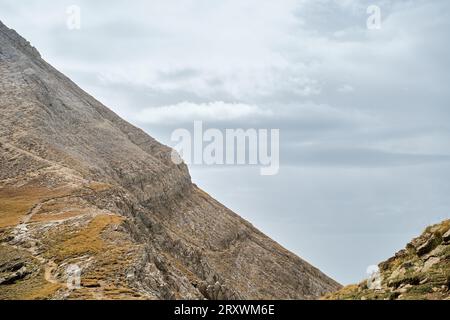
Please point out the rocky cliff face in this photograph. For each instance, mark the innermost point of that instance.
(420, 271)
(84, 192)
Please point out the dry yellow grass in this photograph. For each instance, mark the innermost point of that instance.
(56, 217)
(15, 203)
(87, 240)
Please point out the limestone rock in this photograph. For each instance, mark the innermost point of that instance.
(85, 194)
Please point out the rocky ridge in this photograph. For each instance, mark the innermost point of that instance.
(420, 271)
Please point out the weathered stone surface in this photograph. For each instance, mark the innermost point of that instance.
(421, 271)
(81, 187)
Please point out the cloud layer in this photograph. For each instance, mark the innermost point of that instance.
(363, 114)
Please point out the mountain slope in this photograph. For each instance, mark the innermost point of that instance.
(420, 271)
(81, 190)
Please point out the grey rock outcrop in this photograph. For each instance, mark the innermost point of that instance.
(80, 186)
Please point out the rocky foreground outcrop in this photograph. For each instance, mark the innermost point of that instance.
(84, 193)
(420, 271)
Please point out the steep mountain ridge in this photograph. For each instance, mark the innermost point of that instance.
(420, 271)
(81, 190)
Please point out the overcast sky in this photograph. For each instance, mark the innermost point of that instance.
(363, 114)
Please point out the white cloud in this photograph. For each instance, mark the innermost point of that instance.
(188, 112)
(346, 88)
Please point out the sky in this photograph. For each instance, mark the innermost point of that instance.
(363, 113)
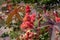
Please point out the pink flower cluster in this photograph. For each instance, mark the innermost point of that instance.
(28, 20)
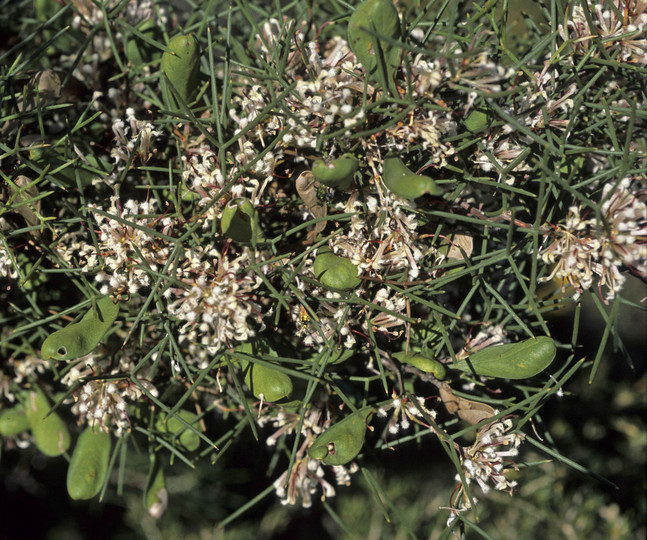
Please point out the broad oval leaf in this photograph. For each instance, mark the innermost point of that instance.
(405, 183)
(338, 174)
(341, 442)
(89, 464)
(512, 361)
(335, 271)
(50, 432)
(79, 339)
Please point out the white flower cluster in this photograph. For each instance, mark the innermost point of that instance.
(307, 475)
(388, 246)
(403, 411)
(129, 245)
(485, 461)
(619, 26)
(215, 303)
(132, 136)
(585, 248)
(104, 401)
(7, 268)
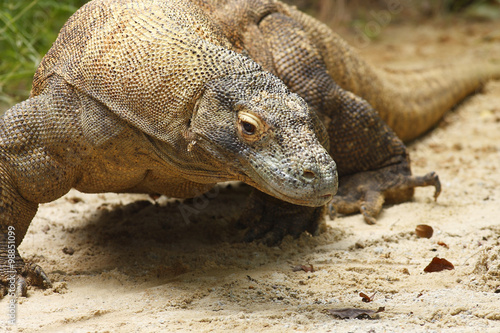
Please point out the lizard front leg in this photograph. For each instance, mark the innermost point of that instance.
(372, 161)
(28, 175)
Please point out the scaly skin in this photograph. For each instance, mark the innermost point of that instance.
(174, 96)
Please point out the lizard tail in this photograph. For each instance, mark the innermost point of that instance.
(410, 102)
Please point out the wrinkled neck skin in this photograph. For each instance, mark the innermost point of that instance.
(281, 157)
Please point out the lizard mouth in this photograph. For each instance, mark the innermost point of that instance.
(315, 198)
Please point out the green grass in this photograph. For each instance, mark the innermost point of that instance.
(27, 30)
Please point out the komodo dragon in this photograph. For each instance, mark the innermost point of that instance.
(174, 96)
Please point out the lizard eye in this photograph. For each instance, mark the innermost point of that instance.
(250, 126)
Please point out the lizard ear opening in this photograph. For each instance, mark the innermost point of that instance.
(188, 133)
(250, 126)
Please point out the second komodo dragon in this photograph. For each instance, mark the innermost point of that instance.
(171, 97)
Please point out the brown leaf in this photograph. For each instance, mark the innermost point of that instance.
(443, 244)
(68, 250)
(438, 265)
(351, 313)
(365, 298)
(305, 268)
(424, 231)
····················
When you copy the records above, keep every word exact but leave out the pictures.

→ THE ANSWER
Please point out the rocky cliff face in this photograph. For each instance, mark the innermost point of that instance.
(420, 271)
(84, 192)
Please point out the dry yellow grass in this photograph. For each instance, mark the innermost point of that instance.
(56, 217)
(15, 203)
(87, 240)
Please point out the limestone rock in this photograph. For each instance, mark the innermost point of that instance.
(85, 194)
Please point out the rocky ridge in this photograph. For each instance, mark the innermost point of that instance.
(420, 271)
Please point out the weathered stone surface in this photograph. For each instance, mark the innermost point of that instance.
(421, 271)
(81, 187)
Please point out the cloud layer in this photograph. For each instance, mark the innermost point of that instance.
(363, 114)
Please point out the mountain slope in this photograph. For each instance, mark the innermost point of that instance.
(420, 271)
(81, 190)
Please point out the grey rock outcrop in this photograph. For each instance, mark the innermost point of that instance.
(80, 186)
Please point out the rocky foreground outcrop in this photograph. For each instance, mark the innermost point of that instance.
(84, 193)
(420, 271)
Please point out the steep mountain ridge in this photograph. For each instance, mark the innermost point of that instance.
(420, 271)
(81, 190)
Please point out the overcast sky in this photograph. For each instance, mark the innermost point of that instance.
(363, 114)
Please point out the white cloud in this photograph. For each instance, mark the innermost point of that instance.
(188, 112)
(346, 88)
Please point out the sky in this photograph. For each instance, mark the innermost point of that instance.
(363, 113)
Please point out the pink flower cluster in this photograph. For each instance, mark the innermost point of that instance.
(28, 20)
Please point out the broad oval leaf in this photograph. For each instance, mark the innermost point of that instance.
(405, 183)
(338, 174)
(341, 442)
(89, 464)
(512, 361)
(335, 271)
(50, 432)
(79, 339)
Please point out the white flower cluster in this photograph. For each instance, mark the innermost point of that instance.
(307, 475)
(388, 246)
(403, 411)
(129, 245)
(485, 461)
(619, 26)
(215, 303)
(132, 136)
(585, 248)
(104, 401)
(7, 268)
Please point out the lizard front leg in this photograph. For each instance, mark the innermost point of that instance.
(372, 161)
(28, 175)
Please point out the scaly skin in this photograph. For each instance, mark the innermost point of that instance.
(174, 96)
Please point out the lizard tail in this photograph. For each instance, mark the innermost point of that instance.
(410, 102)
Please point out the wrinkled neck skin in this photograph. For each instance, mark the innermost point of that instance.
(281, 157)
Please point out the lizard mouth in this photograph. For each instance, mark the innermost point of that instance.
(315, 198)
Please point out the green grass in this photograph. For each instance, mark the innermost point of that instance.
(27, 30)
Please point out the komodo dragon in this photograph. For each instance, mark the innermost point of that instance.
(174, 96)
Please point out the lizard eye in this photograph. For each instance, mark the innermost point of that instance.
(250, 126)
Please point out the lizard ear opening in this photograph. For each instance, mark the innermost point of that instance.
(188, 133)
(250, 126)
Please point out the second komodo dragon in this photograph. For each instance, mark the innermost point of that instance.
(171, 97)
Please point out the brown leaf in this photograph. For each instance, mark the innermost point of that instance.
(443, 244)
(68, 250)
(438, 265)
(351, 313)
(365, 298)
(305, 268)
(424, 231)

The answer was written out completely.